● **DIRECTIONS**
Copy nothing but the lines below running from the line containing "Each <instance> block" through the line containing "positive clicks: (402, 323)", both end lines included.

[Stored records]
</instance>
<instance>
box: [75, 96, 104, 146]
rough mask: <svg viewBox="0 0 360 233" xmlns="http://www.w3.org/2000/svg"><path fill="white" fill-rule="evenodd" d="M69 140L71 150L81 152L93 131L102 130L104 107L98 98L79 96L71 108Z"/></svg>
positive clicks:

* * *

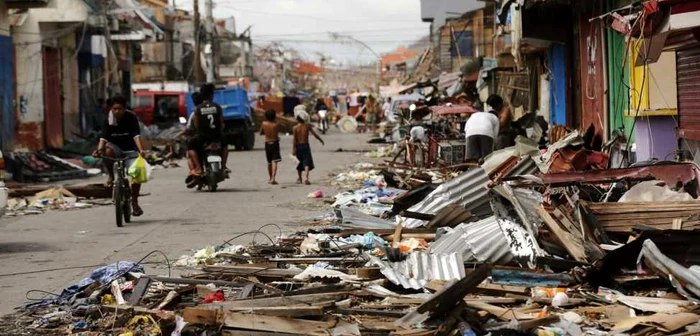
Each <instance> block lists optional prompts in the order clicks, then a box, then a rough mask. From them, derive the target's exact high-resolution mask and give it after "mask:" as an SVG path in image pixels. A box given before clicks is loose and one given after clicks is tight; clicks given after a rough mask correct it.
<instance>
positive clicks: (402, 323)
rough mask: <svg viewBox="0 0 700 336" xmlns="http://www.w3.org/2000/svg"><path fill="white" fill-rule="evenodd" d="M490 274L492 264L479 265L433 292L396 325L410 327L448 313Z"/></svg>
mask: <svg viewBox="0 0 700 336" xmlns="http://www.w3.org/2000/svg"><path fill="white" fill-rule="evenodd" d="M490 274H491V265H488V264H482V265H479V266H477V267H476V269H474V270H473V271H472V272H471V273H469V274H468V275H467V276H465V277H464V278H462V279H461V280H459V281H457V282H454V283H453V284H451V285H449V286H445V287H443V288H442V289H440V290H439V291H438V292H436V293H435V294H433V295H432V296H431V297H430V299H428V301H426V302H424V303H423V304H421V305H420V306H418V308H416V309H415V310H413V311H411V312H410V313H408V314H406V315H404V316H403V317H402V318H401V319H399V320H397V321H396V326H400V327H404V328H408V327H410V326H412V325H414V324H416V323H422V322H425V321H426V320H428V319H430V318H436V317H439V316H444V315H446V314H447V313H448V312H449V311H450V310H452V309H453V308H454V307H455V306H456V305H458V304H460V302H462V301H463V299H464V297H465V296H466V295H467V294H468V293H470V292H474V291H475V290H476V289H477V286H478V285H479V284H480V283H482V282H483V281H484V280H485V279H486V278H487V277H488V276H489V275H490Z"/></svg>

==

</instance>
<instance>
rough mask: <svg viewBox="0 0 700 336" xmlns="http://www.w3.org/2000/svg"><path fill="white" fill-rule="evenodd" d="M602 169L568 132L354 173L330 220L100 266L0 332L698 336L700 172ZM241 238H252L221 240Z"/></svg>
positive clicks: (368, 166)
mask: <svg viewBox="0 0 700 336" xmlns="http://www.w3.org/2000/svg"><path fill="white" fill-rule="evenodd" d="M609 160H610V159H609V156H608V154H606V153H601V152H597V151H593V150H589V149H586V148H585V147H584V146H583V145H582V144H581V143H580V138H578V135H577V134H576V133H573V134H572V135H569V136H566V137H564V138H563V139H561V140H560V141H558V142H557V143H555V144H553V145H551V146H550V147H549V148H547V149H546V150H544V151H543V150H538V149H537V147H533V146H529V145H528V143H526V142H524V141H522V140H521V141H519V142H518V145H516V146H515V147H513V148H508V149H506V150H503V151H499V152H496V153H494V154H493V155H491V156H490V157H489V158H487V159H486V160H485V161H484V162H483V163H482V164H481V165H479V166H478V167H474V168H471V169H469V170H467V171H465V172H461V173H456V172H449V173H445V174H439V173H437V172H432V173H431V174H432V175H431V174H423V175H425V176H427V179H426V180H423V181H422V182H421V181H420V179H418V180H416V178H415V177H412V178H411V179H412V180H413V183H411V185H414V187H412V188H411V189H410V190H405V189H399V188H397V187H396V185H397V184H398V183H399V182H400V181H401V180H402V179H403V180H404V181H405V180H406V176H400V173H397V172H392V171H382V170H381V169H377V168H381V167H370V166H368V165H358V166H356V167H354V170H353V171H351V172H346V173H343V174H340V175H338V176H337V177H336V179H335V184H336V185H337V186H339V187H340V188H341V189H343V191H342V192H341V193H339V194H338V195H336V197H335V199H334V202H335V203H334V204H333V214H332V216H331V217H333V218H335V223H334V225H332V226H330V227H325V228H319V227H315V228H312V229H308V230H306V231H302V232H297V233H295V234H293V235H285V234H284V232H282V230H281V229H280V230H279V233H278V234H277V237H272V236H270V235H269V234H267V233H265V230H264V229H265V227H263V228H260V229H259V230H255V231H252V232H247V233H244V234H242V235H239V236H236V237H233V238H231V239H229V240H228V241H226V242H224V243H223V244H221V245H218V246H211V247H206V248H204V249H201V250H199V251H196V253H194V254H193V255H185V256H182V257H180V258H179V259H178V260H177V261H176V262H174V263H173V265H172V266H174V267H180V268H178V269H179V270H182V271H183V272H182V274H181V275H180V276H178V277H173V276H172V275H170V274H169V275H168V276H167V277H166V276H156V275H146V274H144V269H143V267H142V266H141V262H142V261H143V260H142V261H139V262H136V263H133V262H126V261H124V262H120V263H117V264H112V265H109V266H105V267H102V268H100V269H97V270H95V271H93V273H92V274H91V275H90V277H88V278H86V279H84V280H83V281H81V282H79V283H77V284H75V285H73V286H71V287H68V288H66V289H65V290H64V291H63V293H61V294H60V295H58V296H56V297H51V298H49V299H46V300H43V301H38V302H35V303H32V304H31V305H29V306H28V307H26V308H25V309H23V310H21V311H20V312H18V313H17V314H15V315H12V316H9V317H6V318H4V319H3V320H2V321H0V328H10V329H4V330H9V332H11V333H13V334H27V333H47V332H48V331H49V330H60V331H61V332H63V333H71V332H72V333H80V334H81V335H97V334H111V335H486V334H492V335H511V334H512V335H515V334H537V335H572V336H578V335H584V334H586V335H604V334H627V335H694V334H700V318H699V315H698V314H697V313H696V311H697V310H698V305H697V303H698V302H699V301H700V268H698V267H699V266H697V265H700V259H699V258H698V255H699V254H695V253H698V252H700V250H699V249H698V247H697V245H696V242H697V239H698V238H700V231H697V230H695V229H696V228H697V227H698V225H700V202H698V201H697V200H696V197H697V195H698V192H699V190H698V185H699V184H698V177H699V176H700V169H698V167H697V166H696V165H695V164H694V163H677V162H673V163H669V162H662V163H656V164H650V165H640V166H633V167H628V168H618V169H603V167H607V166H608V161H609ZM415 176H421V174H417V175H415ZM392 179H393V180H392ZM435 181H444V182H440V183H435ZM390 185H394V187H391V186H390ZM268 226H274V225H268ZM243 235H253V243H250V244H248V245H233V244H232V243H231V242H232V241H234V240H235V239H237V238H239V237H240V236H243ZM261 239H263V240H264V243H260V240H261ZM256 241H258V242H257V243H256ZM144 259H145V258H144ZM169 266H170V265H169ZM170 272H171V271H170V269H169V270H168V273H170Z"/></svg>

● **RESPONSE**
Each <instance> block lists optional prompts in the order clicks, then a box, then a rough mask. From them, derive the target's exact high-resolution mask and give it after "mask:" as an SVG path in image pixels. A box given before clicks is loose and one given after clicks is tight; clicks given after a rough mask correct it.
<instance>
positive clicks: (402, 323)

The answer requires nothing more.